Extract every line below, verbatim.

= EXCERPTED RECORDS =
# # # # # # #
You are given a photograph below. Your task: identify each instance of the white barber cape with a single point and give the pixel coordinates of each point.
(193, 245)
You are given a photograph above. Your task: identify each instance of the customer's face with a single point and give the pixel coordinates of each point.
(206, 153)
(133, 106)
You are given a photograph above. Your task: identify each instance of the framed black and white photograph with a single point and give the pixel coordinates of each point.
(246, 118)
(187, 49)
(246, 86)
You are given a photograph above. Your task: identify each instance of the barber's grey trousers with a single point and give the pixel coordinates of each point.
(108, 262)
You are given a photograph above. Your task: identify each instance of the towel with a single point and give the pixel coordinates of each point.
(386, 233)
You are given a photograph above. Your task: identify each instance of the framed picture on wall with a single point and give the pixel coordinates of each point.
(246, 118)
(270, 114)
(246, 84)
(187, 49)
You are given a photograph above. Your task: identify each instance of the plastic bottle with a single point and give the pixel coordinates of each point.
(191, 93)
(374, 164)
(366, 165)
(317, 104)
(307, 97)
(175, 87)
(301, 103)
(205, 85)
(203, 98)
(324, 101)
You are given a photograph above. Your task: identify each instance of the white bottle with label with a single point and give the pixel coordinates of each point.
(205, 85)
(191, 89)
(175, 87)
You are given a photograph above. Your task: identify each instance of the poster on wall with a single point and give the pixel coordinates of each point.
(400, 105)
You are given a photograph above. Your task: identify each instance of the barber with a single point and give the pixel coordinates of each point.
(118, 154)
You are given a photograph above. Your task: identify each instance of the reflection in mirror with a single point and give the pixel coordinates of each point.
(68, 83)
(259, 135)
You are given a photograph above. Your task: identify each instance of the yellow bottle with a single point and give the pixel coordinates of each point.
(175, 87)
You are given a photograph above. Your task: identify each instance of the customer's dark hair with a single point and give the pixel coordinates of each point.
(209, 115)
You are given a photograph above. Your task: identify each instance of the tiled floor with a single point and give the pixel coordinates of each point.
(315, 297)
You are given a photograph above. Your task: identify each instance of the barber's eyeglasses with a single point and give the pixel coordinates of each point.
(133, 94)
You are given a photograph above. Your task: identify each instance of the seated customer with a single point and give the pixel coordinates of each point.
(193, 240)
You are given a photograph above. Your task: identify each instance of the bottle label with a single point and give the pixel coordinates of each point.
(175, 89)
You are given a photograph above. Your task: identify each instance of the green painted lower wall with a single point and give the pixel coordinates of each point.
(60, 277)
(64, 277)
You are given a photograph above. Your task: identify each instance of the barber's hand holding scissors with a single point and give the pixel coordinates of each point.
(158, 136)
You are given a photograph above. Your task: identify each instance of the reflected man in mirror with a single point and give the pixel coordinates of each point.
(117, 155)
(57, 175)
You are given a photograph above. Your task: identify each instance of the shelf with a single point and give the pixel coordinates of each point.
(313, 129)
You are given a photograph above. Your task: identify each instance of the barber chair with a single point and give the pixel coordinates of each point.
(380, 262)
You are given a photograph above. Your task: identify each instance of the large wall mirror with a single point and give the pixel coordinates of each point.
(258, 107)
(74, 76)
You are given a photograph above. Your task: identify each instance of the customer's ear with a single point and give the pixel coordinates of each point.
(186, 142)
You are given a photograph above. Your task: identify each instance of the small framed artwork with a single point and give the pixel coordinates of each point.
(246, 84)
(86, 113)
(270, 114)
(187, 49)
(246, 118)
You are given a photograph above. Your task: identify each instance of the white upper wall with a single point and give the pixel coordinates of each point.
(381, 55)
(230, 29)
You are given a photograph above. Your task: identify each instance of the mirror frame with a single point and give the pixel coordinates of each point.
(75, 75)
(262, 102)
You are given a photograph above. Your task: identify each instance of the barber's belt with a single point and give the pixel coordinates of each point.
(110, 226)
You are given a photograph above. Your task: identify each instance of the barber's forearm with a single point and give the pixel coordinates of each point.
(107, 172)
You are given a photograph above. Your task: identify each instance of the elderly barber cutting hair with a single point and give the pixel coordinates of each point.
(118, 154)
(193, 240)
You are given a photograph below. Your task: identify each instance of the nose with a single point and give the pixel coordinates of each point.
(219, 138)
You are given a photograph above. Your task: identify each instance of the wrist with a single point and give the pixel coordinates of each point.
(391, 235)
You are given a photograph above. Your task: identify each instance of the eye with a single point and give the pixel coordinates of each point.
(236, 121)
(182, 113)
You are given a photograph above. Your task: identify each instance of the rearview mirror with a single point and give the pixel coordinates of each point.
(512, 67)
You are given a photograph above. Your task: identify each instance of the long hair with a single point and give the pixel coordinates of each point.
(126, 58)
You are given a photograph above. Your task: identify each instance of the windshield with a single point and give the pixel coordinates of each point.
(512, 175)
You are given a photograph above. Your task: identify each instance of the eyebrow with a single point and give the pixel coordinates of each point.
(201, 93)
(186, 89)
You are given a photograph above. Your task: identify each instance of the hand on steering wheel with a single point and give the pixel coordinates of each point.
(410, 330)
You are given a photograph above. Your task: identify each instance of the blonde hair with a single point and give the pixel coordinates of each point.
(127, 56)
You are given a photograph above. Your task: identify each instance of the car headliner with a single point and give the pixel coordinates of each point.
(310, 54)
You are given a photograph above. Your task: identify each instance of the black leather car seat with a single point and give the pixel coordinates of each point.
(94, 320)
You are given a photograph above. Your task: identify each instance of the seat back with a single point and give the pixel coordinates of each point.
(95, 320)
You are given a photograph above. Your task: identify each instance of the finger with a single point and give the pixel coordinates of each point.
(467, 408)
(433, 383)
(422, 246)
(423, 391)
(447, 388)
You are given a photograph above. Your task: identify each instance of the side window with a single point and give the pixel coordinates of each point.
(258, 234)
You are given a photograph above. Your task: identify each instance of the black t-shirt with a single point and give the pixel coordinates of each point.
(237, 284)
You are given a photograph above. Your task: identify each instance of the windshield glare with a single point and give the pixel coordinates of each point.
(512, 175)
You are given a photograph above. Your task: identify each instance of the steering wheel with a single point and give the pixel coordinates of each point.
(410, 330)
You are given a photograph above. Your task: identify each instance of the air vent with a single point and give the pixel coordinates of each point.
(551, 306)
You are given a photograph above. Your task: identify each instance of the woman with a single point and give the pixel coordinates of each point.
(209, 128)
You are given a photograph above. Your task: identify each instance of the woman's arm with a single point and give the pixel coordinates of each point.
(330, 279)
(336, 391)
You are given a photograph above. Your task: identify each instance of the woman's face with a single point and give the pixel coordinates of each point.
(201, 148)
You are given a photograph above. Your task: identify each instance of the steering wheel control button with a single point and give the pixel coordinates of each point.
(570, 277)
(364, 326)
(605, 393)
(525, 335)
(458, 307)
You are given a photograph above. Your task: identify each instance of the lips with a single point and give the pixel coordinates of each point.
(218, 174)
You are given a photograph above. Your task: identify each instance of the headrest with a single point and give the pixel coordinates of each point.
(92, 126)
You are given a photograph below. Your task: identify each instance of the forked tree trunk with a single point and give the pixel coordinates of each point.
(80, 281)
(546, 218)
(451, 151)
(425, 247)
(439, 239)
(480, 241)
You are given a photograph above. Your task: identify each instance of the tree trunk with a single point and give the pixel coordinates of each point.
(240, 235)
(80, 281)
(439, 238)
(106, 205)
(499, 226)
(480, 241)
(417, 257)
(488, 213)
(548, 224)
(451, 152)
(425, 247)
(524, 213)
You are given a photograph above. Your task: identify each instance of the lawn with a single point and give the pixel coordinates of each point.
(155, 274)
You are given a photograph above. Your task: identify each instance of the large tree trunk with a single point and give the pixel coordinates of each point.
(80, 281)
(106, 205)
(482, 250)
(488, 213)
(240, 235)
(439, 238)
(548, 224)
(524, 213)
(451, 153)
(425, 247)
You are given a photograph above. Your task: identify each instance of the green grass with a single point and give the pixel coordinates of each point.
# # # # # # #
= ANSWER FOR THIS EXERCISE =
You are given a photograph below. Your task: identify each instance of the white barber cape with a single point and give the pixel coordinates of each point.
(193, 245)
You are given a photograph above. Your task: identify each instance of the customer's face with a single point and give the pixel coordinates of each point.
(206, 153)
(133, 106)
You are given a photograph above. Your task: identify each instance of the framed black and white photograph with a single point and give the pixel coordinates of each point.
(246, 118)
(187, 49)
(246, 86)
You are given a photograph above. Your task: identify each instance of the barber's grey trousers with a single point and give the pixel coordinates of each point.
(108, 262)
You are given a photograph above. Your task: identify each instance of the towel with a single point and give the pixel coordinates of each point.
(386, 233)
You are given a photograph above. Your task: identify each instance of the framed picture on wall with a single point and give the pixel coordinates of each point.
(246, 118)
(270, 114)
(246, 84)
(187, 49)
You are given a photograph above. Your task: identify each instance of the plastic bottle with a single point and give the pixel coordinates of each point.
(191, 93)
(374, 164)
(366, 165)
(317, 104)
(307, 97)
(175, 87)
(301, 103)
(205, 85)
(203, 98)
(324, 101)
You are given a photograph above. Your task: identify each instance of the white bottle with label with a single point and give the pixel coordinates of each point.
(205, 85)
(191, 89)
(175, 87)
You are given a photograph above. Your task: identify each instance of the poster on wall with a single point and give the pixel coordinates of each point.
(400, 105)
You are given a photograph above. Your task: identify each instance of the barber with a single point and give the pixel coordinates of each point.
(118, 154)
You are given a photograph above. Your task: identify each instance of the reflection in mirror with a single point and give the pixel coordinates of each point.
(68, 83)
(259, 135)
You are given a photograph above. Your task: identify each instance of the yellow bottle with a single point and give the pixel coordinates of each point.
(175, 87)
You are given a photograph above. Your task: identify each instance of the customer's dark hair with a single point and give the pixel coordinates of each point.
(209, 115)
You are given a photograph above. Your task: identify each instance of the tiled floor with a single point and give the pixel coordinates of each point.
(315, 297)
You are given a photograph above. Your task: identify each instance of the barber's eyeglasses with a single point and give the pixel coordinates of each point.
(133, 94)
You are given a photograph above. Your task: identify each instance of the seated customer with a single point and give the pixel coordinates of each point.
(193, 240)
You are given a photograph above. Your task: identify each instance of the bottle label with a single point and give the pixel coordinates of each point.
(175, 89)
You are given a photograph above. Your task: identify each instance of the green painted lower wall with a single point and give the pixel coordinates of each point.
(60, 277)
(64, 277)
You are given a photograph above. Your task: identify each instance of the barber's hand holding scissors with a single point and give the pixel coordinates of each point.
(158, 136)
You are given a photograph above. Your task: identify each instance of the reflected man in mirror with a single point and give the pixel coordinates of each point.
(117, 155)
(57, 175)
You are given a photograph above. Your task: identify each instance of the shelf with a single point and give the pixel coordinates of each point.
(313, 129)
You are given a photograph above. Your task: identify each instance of the barber chair with a single point and give the pixel coordinates of each point.
(380, 262)
You are given a photograph above. Your task: identify each instance of the large wall mirror with a single point and give the pixel coordinates of each point.
(258, 107)
(74, 76)
You are given a photograph above. Your task: identify each instance of the customer's ear with a single point and give the pixel coordinates of each point.
(186, 142)
You are given a photograph above. Your task: identify each instance of the small framed artwork with a single point and give the pixel coordinates of each point.
(246, 84)
(86, 113)
(270, 114)
(187, 49)
(246, 118)
You are given a photograph above. Your task: identify each instance of the white upper wall with a single point and give the pixel coordinates of each point.
(381, 55)
(230, 29)
You are given a photograph above. Your task: identify each instance of the mirror frame with a single point and give the pixel coordinates of each point.
(75, 75)
(262, 102)
You are given a photograph above. Your task: identify each instance of the barber's belt with a single point and give the pixel coordinates of each point.
(110, 226)
You are given a photograph above. Your task: identify each instance of the barber's forearm with a single point and give the pixel coordinates of each point.
(107, 172)
You are given a photograph above. Your task: identify each instance of the elderly barber cutting hair with a single point and give the pixel coordinates of each point.
(118, 154)
(193, 240)
You are given a photograph below. Your task: identify each instance of the nose with a single point and give the pixel coordinates of each point.
(219, 138)
You are given a photograph above. Your task: identify each instance of the wrist with a single point and give the pixel coordinates of each point.
(391, 235)
You are given a photograph above. Your task: identify each instance of the eye with a single point and give the pixel coordinates of each point.
(236, 121)
(182, 113)
You are given a photograph above. Your task: identify each instance of the rearview mirror with a single point and give the pixel coordinates of each point.
(512, 67)
You are given a photograph above. Your task: identify each instance of the long hair with a single point and give the pixel coordinates of each point.
(126, 58)
You are given a photograph above. Your task: identify each instance of the windshield with a single point and give the pixel coordinates of each point.
(512, 175)
You are given a photograph above. Your task: identify each instance of the eyebrow with a single point and give the pixel coordinates of each point.
(201, 93)
(186, 89)
You are given a photograph above. Your task: identify each instance of the hand on steering wheel with a single point and give the pixel coordinates of each point.
(410, 330)
You are given a photograph above. Your task: identify each instance of the blonde hair with a single point and give the pixel coordinates of each point.
(127, 56)
You are given a photograph above. Your task: identify each instance of the car headliner with a single point and give the pixel coordinates of each point.
(310, 54)
You are given a photograph above. Your task: identify each instance of the black leather car seat with a single point and give the pixel coordinates of each point.
(94, 320)
You are given a photograph above. Your task: identify each instance of the seat back with a single point and give the pixel coordinates of each point.
(95, 320)
You are given a photograph above. Your task: identify each instance of the finger with a single point and give the pixel coordinates of each point.
(467, 408)
(433, 383)
(422, 246)
(423, 391)
(447, 388)
You are given a photograph above. Your task: identify each instance of the side window with a single point and give the pixel coordinates of each point.
(258, 234)
You are given a photograph above. Your task: identify each instance of the black t-shirt with a single point and give the pixel coordinates of each point.
(237, 284)
You are given a photograph above. Your task: identify each instance of the windshield glare with a single point and give the pixel coordinates of each point.
(512, 175)
You are given a photograph above. Your task: identify each instance of the steering wheel with a single point and give the pixel coordinates of each point.
(410, 330)
You are given a photograph above. Your task: identify each instance of the air vent with a single point and give the pixel coordinates of each point.
(551, 306)
You are given a photograph above. Your task: identify each instance of the woman with a single point and give the pixel coordinates of each point.
(209, 128)
You are given a photograph above. Your task: identify each instance of the woman's arm with a single point and give the pixel coordinates of each point.
(330, 279)
(336, 391)
You are given a photograph above. Your task: identify each instance of the woman's face with a single point and give the pixel coordinates of each point.
(201, 148)
You are given a photograph above. Your task: identify each instance of the steering wheel control button with a single point and give the pixel coordinates of each point.
(570, 277)
(364, 326)
(605, 393)
(525, 335)
(458, 307)
You are given a photograph above. Your task: identify each instance of the lips with a single point and give the pixel coordinates of each point.
(218, 174)
You are given a photograph above. Your task: identify each instance of the headrest with a single point and give the pixel coordinates of each point.
(92, 126)
You are given a photograph below. Your task: identify each instance of the forked tree trunk with a single point and give the pixel coordinates of each point.
(80, 281)
(546, 218)
(451, 151)
(425, 247)
(439, 239)
(480, 241)
You are given a photograph above. Your task: identify each instance of the tree trunk with a single point and give the pixel coordinates of each point.
(240, 235)
(80, 281)
(439, 238)
(106, 205)
(499, 226)
(480, 241)
(417, 257)
(488, 213)
(548, 224)
(451, 152)
(425, 247)
(524, 213)
You are given a photograph above. Your task: identify each instance of the lawn with a single point and give the pixel coordinates of each point.
(155, 274)
You are given a photograph above. Your task: identify each instance of the large tree trunk with a single point and give the pixel coordinates of each point.
(80, 281)
(106, 205)
(482, 250)
(488, 213)
(240, 235)
(439, 238)
(548, 224)
(524, 213)
(451, 153)
(425, 247)
You are given a photograph above. Your task: identify each instance of the green grass with a single point and give the pixel coordinates of each point.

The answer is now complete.